▶ [Description of the task]:
List every line of the records below that contains the word "dessert", treating uppercase and lowercase as different.
--- Start ---
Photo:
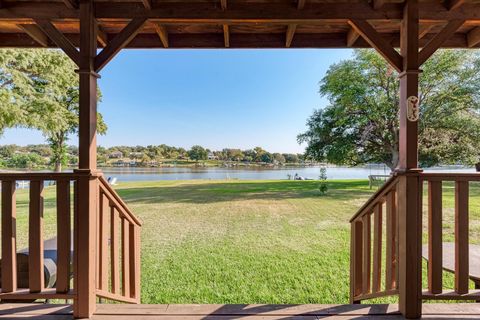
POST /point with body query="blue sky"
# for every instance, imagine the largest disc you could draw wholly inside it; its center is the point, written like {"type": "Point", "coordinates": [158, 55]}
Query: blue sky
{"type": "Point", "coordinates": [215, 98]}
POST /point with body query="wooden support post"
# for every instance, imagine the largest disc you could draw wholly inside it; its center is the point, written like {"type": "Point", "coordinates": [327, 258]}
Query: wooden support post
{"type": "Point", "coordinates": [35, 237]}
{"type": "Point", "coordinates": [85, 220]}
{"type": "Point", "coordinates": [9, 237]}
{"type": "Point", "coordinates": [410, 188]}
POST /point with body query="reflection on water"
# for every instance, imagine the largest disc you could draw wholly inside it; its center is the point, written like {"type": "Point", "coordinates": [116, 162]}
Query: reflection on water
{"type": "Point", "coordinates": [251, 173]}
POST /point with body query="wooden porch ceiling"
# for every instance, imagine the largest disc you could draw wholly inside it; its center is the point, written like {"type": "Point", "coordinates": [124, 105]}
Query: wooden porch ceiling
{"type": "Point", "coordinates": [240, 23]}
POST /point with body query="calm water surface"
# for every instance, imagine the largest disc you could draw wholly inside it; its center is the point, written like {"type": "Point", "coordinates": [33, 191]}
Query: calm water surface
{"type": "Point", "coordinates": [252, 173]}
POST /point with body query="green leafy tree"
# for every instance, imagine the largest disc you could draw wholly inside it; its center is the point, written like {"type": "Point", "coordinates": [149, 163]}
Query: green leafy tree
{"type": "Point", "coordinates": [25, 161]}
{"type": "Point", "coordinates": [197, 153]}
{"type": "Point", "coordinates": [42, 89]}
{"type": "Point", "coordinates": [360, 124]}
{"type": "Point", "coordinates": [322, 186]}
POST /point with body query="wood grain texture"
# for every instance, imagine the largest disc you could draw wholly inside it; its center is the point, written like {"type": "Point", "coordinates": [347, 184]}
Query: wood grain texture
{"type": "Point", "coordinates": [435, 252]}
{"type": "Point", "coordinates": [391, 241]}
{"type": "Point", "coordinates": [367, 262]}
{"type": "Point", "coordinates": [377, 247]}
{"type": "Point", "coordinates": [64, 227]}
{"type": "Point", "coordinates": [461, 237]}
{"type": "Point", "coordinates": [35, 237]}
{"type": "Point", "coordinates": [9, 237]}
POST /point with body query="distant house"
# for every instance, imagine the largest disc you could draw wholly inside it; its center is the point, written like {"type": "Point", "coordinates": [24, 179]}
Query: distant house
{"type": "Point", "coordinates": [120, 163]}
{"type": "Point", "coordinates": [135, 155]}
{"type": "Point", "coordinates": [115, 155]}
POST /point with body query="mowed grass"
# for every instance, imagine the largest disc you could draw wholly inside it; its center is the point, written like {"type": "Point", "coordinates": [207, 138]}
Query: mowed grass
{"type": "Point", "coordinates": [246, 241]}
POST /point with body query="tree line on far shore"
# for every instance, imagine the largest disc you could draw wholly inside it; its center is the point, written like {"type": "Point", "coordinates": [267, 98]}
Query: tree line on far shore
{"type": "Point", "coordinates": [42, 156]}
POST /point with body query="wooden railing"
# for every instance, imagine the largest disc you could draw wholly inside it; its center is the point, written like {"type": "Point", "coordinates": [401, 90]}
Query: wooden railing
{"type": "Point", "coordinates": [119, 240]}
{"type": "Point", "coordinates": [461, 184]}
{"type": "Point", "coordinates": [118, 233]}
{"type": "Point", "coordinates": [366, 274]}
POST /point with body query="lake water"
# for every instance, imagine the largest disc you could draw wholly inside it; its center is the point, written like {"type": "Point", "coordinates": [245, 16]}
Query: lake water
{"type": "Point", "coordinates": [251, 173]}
--- End ---
--- Start ---
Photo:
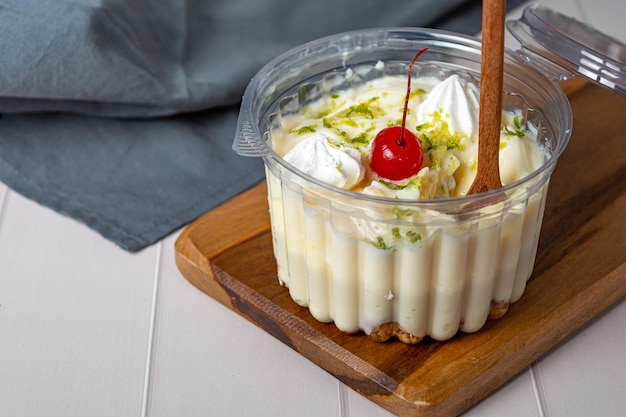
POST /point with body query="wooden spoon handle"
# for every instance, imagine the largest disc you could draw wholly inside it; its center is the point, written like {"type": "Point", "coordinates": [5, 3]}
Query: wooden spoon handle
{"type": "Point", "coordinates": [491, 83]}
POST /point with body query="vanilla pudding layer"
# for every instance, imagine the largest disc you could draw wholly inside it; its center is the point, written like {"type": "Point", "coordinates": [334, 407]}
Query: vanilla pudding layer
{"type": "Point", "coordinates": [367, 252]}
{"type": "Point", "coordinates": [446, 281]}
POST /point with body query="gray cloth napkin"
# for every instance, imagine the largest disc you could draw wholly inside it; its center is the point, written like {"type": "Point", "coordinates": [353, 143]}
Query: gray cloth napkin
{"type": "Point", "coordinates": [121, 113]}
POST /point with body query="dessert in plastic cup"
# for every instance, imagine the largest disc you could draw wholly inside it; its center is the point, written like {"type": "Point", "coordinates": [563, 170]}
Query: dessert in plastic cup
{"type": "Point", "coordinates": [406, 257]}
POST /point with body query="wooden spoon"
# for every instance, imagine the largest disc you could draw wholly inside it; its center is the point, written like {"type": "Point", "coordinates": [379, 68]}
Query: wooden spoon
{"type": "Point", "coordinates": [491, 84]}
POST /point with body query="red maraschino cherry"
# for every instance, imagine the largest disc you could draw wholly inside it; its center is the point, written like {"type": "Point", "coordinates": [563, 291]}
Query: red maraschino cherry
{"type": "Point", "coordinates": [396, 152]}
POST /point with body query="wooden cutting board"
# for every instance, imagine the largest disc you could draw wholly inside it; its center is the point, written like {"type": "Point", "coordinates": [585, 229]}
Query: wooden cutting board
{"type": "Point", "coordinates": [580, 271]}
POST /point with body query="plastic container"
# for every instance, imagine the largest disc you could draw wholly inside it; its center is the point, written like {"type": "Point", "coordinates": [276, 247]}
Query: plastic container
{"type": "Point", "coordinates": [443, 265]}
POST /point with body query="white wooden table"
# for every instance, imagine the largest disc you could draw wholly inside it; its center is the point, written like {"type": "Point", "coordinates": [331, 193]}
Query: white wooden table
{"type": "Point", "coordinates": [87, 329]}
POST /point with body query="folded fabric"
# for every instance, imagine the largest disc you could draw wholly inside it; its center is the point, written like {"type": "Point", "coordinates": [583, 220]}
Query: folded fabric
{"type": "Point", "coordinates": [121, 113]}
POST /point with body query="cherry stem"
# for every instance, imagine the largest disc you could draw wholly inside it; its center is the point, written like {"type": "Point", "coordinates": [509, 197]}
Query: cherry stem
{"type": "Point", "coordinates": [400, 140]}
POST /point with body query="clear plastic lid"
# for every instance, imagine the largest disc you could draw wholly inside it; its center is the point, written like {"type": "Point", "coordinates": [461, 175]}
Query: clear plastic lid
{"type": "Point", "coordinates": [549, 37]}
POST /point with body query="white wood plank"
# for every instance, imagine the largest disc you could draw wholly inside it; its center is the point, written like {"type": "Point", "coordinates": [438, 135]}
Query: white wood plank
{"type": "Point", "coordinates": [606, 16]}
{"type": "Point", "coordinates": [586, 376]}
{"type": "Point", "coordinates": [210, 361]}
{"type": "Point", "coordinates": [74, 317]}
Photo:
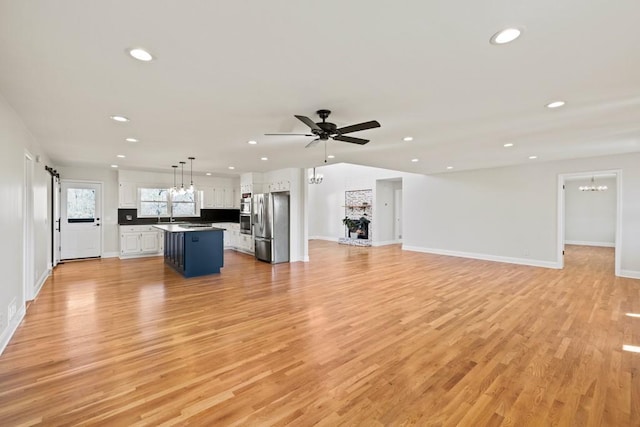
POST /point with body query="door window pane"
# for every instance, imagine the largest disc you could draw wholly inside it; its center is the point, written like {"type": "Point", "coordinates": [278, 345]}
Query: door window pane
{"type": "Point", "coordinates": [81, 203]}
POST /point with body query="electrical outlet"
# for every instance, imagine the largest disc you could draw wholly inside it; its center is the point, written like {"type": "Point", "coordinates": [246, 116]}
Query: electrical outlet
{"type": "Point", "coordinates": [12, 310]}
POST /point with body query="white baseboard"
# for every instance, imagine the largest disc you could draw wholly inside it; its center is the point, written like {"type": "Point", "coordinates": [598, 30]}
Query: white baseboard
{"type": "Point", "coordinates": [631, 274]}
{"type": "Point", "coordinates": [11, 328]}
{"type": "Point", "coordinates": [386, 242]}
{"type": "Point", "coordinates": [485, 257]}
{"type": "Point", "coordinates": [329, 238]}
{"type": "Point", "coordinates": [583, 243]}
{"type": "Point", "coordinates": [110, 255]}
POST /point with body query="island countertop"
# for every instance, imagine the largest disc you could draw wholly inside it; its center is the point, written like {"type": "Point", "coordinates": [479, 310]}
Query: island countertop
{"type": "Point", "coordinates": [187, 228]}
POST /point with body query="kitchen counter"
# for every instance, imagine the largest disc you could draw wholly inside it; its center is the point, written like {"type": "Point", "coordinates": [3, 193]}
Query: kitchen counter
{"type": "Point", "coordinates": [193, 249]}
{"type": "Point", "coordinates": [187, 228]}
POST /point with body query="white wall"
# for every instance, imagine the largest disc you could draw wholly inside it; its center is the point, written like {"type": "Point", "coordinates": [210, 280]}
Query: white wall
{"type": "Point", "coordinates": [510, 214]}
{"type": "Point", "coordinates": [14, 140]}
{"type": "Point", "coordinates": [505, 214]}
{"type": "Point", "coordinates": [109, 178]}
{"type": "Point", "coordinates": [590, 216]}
--- End ---
--- Start ---
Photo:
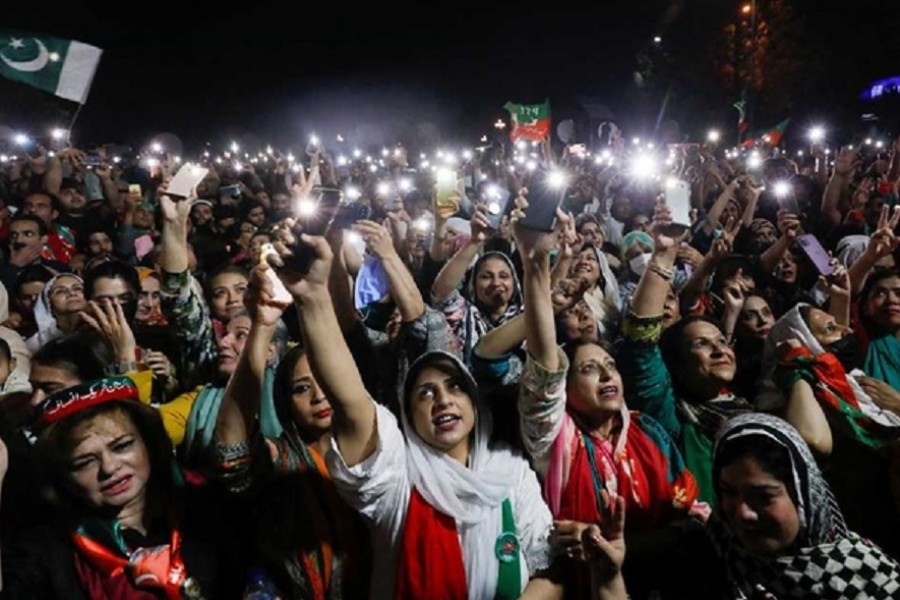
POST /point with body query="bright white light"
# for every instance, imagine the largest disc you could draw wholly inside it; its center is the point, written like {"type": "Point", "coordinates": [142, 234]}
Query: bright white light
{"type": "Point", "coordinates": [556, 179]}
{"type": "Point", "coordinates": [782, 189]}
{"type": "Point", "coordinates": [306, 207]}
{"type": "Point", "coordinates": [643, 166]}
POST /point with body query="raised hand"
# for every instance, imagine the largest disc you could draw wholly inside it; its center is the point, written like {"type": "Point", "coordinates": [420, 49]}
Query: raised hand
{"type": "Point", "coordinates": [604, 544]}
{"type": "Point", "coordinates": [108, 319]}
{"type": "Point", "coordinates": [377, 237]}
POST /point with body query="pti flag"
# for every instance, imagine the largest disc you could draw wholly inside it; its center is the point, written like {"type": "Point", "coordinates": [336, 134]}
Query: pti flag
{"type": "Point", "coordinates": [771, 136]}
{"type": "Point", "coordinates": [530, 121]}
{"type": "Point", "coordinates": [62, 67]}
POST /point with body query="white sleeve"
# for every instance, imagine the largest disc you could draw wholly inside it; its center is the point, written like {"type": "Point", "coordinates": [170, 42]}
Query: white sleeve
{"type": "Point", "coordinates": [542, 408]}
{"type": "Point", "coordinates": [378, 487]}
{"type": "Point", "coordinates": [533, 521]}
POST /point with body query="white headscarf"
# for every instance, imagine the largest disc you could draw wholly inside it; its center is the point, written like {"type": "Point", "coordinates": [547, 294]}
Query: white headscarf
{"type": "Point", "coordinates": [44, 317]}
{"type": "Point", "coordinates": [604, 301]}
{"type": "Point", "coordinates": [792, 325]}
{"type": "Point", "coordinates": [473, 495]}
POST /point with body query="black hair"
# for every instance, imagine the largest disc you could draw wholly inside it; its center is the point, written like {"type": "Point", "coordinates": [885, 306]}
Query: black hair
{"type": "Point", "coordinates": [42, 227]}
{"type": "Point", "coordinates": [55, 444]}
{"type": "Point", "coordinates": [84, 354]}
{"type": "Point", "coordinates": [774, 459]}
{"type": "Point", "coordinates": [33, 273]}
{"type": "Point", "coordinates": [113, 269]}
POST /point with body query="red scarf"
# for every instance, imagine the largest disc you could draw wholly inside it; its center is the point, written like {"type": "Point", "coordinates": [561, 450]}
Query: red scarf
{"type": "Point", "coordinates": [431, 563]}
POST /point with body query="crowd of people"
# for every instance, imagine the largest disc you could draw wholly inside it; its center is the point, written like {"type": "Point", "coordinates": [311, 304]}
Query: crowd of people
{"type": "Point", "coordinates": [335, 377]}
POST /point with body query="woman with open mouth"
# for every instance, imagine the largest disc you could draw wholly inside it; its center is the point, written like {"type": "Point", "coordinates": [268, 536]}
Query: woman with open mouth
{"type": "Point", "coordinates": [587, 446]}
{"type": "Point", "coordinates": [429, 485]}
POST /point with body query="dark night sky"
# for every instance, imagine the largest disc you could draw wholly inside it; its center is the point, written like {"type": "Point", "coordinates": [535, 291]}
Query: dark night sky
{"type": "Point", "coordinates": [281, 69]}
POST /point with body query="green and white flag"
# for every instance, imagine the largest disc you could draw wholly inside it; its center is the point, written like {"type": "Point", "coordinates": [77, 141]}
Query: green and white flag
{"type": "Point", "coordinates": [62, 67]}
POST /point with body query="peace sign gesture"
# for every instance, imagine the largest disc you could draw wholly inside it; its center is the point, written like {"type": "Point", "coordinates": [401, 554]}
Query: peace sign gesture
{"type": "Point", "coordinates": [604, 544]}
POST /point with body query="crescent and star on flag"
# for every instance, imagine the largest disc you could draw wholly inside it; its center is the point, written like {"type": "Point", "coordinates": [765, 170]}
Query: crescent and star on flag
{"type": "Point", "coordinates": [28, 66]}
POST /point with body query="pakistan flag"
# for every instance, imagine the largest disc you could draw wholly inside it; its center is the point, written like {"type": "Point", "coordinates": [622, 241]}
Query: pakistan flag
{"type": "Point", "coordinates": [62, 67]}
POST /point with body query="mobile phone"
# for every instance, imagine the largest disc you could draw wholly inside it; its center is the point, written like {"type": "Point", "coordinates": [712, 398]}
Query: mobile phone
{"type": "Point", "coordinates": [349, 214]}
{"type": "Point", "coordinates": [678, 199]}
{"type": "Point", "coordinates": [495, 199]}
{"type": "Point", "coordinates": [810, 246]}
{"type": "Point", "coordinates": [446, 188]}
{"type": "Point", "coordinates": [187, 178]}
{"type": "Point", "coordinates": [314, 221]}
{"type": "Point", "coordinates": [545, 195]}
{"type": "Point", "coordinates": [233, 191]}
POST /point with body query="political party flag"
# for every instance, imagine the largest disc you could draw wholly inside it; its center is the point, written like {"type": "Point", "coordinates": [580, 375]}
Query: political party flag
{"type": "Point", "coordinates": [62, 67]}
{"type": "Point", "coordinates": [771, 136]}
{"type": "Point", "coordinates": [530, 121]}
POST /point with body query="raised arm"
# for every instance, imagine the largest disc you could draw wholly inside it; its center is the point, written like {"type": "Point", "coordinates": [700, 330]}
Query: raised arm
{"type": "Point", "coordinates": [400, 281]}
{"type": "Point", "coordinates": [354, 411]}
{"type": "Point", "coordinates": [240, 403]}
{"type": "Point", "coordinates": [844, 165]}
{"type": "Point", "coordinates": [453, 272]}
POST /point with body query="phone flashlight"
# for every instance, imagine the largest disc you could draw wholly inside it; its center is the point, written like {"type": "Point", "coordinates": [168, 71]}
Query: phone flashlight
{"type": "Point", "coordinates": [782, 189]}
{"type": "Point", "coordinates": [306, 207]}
--- End ---
▶ [In response]:
POST /point with body query="dessert in plastic cup"
Query: dessert in plastic cup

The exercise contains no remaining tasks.